EXERCISES TO COMPLETE —
[1] Quote the stretch of the ReadTheWords post from "Wouldn’t it be" through "your listening speed.".
[2] Write a continuation of the blog post on ReadTheWords, picking up after its final sentence.

Technology for Educators

June 27, 2009

ReadTheWords

Filed under: Productivity — Sue Frantz @ 9:14 am

Wouldn’t it be nice to have someone to read to you? Like, that article you’ve been meaning to get to? Or student papers? What if you not only had someone to read it to you, but you could take the recording with you to listen to while you work out or on your daily commute?

Check out Read The Words.

Give it any text, either by typing it in, uploading a file, giving it a URL or the address of an RSS feed. The file will be converted to audio. There are several different avatars (voices) you can choose from including a British accent and an Indian accent. You can adjust the reading speed of the avatar to match your listening speed.

For students who are learning English, they can have the written English text in front of them while they listen to the audio for practice with pronunciation. For students who are learning Spanish or French, they can have Spanish or French text read by a Spanish or French speaking avatar.

Point placement records —
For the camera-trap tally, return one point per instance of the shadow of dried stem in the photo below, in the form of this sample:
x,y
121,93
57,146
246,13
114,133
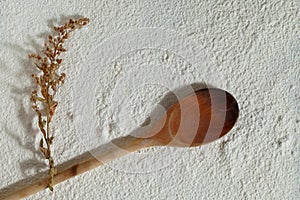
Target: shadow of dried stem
x,y
168,100
25,116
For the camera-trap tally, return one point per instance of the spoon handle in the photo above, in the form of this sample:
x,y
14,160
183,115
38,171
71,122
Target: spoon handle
x,y
88,161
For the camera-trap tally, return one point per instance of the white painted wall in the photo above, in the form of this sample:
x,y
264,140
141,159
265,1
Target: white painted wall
x,y
145,49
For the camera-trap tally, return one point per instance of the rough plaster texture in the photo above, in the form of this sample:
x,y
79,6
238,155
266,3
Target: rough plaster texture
x,y
249,48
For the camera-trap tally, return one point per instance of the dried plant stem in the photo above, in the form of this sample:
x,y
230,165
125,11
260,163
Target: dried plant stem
x,y
48,82
119,147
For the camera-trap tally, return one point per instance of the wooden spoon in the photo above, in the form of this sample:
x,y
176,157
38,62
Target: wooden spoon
x,y
199,118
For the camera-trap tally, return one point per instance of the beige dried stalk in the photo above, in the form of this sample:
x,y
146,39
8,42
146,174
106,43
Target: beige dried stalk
x,y
48,81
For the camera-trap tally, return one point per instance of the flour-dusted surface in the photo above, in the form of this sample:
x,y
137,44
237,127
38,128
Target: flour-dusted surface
x,y
250,49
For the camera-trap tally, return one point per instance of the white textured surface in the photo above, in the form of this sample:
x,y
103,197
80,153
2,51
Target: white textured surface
x,y
250,49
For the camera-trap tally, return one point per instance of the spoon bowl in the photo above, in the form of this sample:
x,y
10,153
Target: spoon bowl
x,y
197,119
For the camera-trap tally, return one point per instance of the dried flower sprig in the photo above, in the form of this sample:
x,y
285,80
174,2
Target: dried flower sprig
x,y
48,81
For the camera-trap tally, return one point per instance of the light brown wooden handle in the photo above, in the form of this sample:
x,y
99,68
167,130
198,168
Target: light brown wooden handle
x,y
105,153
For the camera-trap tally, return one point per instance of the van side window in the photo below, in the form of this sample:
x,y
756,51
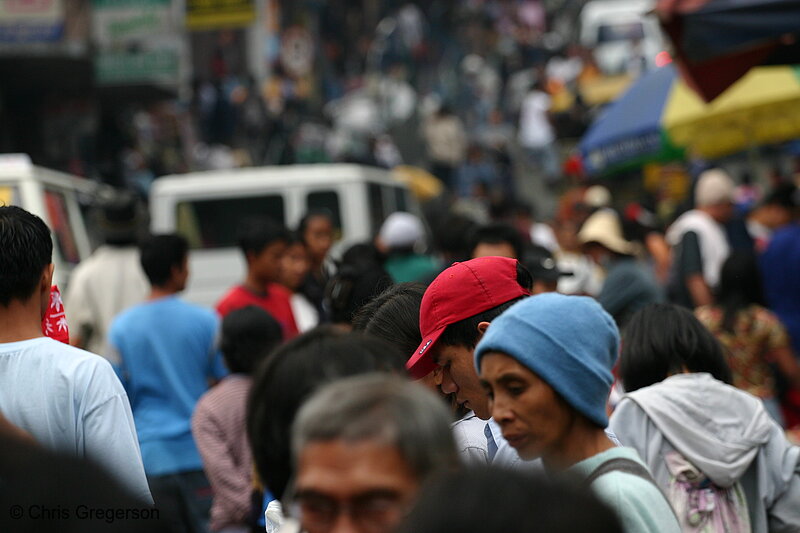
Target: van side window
x,y
377,213
400,199
214,223
58,215
328,201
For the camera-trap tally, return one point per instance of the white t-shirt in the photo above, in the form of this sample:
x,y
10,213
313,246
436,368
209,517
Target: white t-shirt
x,y
305,315
470,438
535,130
71,402
101,287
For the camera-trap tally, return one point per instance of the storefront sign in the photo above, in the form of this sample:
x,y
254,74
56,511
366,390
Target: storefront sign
x,y
115,21
217,14
31,21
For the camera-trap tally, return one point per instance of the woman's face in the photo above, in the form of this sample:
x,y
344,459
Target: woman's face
x,y
319,237
295,266
533,417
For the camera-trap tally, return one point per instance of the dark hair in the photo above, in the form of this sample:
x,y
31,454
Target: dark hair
x,y
25,250
257,233
739,286
393,316
294,237
506,501
160,254
465,332
663,339
359,279
248,335
290,375
497,234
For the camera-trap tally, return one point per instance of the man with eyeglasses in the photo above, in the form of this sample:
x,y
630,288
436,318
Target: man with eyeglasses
x,y
362,447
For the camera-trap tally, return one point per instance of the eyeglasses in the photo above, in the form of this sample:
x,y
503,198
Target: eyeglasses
x,y
373,512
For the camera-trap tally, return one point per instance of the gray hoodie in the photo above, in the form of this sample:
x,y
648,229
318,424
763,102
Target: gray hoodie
x,y
724,432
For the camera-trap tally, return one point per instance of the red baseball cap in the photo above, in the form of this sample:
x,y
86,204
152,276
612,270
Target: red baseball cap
x,y
461,291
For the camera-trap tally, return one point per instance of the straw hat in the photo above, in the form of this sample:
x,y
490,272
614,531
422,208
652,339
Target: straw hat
x,y
604,228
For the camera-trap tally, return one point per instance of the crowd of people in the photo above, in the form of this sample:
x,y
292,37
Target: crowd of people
x,y
593,373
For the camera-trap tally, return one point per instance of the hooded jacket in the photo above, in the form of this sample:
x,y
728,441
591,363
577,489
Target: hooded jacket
x,y
724,432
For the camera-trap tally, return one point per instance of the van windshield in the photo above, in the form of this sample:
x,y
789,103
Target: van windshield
x,y
620,31
214,223
60,223
9,195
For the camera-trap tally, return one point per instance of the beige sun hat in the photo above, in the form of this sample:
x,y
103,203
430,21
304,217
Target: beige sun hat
x,y
604,228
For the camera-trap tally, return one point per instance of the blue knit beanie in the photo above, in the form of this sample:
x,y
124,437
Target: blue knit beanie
x,y
568,341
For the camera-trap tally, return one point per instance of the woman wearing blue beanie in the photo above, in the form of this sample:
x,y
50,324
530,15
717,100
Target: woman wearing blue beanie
x,y
546,365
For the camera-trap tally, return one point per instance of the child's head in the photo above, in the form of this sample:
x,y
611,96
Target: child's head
x,y
164,260
316,230
296,263
263,243
26,257
248,335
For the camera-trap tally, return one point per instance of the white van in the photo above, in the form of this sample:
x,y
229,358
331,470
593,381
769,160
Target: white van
x,y
59,199
207,207
613,29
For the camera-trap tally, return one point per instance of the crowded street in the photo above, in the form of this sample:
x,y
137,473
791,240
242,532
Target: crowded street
x,y
390,266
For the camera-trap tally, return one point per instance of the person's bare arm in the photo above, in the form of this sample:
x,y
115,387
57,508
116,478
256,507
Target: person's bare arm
x,y
699,290
662,255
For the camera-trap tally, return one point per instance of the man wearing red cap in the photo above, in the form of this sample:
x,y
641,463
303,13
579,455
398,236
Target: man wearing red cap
x,y
455,312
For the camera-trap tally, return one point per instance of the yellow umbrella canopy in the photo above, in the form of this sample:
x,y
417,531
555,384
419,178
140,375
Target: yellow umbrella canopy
x,y
761,108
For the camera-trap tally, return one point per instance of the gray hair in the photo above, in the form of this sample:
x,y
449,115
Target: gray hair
x,y
380,407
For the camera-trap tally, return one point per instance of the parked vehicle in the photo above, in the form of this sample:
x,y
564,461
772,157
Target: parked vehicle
x,y
623,35
61,200
207,207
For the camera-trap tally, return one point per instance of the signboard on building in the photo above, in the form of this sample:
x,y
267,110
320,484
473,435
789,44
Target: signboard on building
x,y
115,21
218,14
31,21
137,42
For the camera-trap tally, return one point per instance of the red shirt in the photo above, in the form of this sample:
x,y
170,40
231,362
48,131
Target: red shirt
x,y
275,301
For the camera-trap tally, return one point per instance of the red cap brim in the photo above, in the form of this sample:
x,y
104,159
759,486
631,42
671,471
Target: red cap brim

EXPECTED RESULTS —
[1]
Wouldn’t it be nice to have someone to read to you? Like, that article you’ve been meaning to get to? Or student papers? What if you not only had someone to read it to you, but you could take the recording with you to listen to while you work out or on your daily commute?

Check out Read The Words.

Give it any text, either by typing it in, uploading a file, giving it a URL or the address of an RSS feed. The file will be converted to audio. There are several different avatars (voices) you can choose from including a British accent and an Indian accent. You can adjust the reading speed of the avatar to match your listening speed.

[2]
Once the file has been created, you can download it as an MP3, send it as part of an email, or embed the file in a webpage like I have done here.

The free version of the service allows you to have 3 recordings saved on their server with up to 30 seconds of speaking time per file. For $19.99 a year you get 25 recordings saved on their server of up to an hour of reading time per recording. For $34.99 per year, you get 100 recordings saved and the recording time is upped to 8 hours per file.  If you download the file, you can delete it from your library on their server to free up more space for more files.

If you try it out, let me know how it works for you!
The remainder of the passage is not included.